[Stored entries]

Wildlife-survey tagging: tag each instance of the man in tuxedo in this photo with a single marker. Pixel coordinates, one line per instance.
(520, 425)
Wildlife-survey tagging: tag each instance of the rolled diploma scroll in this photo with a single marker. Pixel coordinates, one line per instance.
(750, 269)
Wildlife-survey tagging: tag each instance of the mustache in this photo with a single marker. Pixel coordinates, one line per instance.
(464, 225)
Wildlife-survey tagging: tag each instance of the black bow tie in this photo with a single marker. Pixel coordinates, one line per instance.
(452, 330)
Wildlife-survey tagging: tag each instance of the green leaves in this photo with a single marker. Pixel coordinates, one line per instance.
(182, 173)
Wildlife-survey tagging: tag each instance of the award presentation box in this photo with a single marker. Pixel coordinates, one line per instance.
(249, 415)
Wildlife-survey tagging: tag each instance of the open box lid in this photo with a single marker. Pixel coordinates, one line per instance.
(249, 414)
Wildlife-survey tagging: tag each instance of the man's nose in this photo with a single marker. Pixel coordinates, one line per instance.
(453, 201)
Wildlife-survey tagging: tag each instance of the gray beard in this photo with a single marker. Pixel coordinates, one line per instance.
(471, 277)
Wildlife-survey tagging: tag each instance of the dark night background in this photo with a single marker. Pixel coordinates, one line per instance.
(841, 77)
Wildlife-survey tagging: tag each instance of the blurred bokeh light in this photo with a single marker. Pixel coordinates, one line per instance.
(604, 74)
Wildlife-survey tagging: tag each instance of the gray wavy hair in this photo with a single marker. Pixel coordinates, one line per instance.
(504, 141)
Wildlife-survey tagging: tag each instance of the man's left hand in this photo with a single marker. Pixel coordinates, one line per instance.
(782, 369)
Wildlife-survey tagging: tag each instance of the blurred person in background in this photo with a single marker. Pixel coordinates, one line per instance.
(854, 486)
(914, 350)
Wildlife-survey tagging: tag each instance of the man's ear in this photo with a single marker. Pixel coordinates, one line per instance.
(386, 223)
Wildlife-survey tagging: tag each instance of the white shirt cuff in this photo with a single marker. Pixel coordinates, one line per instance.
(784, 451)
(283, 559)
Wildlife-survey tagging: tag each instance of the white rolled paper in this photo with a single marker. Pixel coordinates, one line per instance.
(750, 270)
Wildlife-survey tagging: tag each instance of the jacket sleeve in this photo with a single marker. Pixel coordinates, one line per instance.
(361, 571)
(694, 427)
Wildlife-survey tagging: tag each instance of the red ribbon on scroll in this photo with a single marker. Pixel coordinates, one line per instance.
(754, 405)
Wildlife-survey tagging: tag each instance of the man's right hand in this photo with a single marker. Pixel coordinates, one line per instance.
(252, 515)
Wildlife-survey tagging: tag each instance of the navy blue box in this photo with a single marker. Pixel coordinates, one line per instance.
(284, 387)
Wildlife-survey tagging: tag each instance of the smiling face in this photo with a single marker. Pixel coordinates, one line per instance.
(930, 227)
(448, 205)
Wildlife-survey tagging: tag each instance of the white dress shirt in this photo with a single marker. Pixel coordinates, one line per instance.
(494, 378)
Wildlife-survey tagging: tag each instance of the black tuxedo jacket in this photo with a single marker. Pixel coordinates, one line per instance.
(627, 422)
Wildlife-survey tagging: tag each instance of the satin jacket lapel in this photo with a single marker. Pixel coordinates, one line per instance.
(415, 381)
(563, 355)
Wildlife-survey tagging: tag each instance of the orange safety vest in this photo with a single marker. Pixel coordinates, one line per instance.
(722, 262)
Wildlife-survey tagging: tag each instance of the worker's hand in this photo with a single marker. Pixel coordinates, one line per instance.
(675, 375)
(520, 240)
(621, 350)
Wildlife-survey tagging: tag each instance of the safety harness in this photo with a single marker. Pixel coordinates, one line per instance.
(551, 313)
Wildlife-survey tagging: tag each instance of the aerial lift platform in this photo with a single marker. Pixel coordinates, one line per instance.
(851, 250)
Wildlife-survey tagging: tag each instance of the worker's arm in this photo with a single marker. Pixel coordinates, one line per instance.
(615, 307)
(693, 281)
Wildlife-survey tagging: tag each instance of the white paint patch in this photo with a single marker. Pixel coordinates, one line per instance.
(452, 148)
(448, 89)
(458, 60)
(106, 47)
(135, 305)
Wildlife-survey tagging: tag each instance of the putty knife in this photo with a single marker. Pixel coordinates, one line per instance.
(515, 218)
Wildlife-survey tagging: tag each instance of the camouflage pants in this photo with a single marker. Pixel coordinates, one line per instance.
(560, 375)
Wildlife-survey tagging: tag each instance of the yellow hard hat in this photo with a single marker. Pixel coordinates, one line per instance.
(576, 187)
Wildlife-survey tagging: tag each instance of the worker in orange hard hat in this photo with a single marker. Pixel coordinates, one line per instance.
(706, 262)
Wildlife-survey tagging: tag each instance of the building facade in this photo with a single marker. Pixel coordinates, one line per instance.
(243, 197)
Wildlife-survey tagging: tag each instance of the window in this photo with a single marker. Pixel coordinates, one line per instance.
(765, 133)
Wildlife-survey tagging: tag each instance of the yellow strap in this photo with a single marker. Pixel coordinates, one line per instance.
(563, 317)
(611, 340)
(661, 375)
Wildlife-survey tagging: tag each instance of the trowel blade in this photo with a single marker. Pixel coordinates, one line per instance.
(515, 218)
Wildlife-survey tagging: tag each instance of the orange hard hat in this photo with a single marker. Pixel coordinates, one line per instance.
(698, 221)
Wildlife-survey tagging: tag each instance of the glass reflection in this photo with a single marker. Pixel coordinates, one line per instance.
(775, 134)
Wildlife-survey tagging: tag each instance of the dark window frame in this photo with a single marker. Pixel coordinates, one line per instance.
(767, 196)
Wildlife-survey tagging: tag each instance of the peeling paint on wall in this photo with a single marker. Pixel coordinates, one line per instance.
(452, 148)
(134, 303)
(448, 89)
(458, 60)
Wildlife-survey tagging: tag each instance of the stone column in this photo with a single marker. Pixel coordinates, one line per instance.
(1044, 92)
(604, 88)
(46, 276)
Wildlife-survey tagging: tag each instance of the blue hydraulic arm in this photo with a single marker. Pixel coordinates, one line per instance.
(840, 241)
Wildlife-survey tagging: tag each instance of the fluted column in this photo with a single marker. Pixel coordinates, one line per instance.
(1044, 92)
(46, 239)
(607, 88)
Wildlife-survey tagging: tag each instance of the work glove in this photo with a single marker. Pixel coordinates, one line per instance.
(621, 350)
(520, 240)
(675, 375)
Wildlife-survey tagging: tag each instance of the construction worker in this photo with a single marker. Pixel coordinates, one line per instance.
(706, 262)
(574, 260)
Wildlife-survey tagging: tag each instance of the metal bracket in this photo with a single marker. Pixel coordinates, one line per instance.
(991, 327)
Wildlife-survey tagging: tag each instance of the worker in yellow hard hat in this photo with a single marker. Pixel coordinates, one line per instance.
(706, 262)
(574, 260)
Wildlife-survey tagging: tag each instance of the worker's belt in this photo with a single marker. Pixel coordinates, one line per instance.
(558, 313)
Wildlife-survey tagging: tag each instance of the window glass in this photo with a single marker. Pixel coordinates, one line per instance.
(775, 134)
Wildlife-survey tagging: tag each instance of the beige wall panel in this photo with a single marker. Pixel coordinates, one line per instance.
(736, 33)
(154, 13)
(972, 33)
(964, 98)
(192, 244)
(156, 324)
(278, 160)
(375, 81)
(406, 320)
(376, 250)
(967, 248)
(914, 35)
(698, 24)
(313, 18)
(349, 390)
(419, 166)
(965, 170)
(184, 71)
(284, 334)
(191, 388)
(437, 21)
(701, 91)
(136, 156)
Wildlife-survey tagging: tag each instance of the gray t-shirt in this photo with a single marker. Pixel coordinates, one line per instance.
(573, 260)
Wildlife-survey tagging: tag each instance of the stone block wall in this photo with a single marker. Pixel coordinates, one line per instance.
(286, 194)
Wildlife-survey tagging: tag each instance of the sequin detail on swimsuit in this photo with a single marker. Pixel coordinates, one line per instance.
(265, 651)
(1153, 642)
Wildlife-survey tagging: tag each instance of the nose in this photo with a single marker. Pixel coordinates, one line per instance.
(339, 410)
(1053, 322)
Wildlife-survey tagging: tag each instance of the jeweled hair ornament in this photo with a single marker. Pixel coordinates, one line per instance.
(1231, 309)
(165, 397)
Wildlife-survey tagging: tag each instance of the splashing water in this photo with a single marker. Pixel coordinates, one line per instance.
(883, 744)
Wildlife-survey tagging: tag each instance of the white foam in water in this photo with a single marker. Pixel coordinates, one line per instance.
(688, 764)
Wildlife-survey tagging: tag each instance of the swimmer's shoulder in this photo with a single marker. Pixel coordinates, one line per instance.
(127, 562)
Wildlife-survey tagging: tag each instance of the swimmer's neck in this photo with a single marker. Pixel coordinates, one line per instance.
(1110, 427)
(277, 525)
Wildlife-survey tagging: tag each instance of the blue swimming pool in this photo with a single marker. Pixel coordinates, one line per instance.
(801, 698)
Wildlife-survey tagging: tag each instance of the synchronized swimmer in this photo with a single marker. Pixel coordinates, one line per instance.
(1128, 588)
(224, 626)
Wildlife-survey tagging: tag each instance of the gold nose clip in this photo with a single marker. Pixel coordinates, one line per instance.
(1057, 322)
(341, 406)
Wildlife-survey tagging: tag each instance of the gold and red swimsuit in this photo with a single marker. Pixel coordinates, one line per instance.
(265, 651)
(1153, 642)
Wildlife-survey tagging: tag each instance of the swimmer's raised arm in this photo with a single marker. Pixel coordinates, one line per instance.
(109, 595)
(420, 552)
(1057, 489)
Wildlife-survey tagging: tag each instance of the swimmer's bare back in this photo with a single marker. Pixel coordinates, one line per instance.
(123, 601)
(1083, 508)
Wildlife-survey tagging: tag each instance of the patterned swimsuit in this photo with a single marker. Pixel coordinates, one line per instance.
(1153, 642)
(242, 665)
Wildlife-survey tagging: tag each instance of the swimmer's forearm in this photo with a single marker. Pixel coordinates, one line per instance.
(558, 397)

Exercise aim:
Print the line containing "Wildlife-survey tagging: tag each instance of the white foam" and every line after it to the end of the records above, exactly as written, and nothing else.

Expected output:
Wildlife-survey tagging: tag each instance of the white foam in water in this photo with a single marker. Pixel coordinates, one line per instance.
(688, 764)
Wildlife-survey tagging: tag each instance of the swimmer's shoulder in this photo with a single marker. Pixel coordinates, one line per instance.
(127, 562)
Wildlife-survey tagging: tag each instance of the swimmer's neck in this photo with a single marker. Pixel coordinates, one line per instance.
(1110, 427)
(277, 525)
Wildlife-survey tagging: tag each instance of the blue swimming pool in this photo with a single marker. Pixel coordinates, one line per instance.
(801, 698)
Wildlife-survey tagging: tag each instance of the synchronized swimmer in this photo with a single marker. Pixel coordinates, one line per instance.
(1128, 588)
(224, 626)
Wildlife-survey tagging: tag each instance of the gold nose clip in this photo with a single marker. Pixel coordinates, one line per instance.
(1057, 322)
(341, 406)
Wildlife-survey tagging: tag each instance of the gold and red swimsuit in this photo with a single marker. Pixel coordinates, one line per instance.
(265, 651)
(1153, 642)
Wildlife-survey tagging: tag each instance of the swimmer's raised arm in this photo with a single marker. Pixel coordinates, one line per instance.
(109, 595)
(420, 552)
(1057, 489)
Wildlife-survey tagging: tag each instance of the swimmer's bare back in this photo with a single marker. Pixel coordinates, one line per instance.
(123, 601)
(1083, 508)
Wildlife-survey tagging: tag each instance of the patterned swimsuit in this photo with a single marker. Pixel coordinates, one line per instance.
(1153, 642)
(242, 665)
Wildlife-survey tagging: tag each instance of the swimmer's forearm in this photo with a single marker. Pixel coordinates, one line per instance.
(558, 397)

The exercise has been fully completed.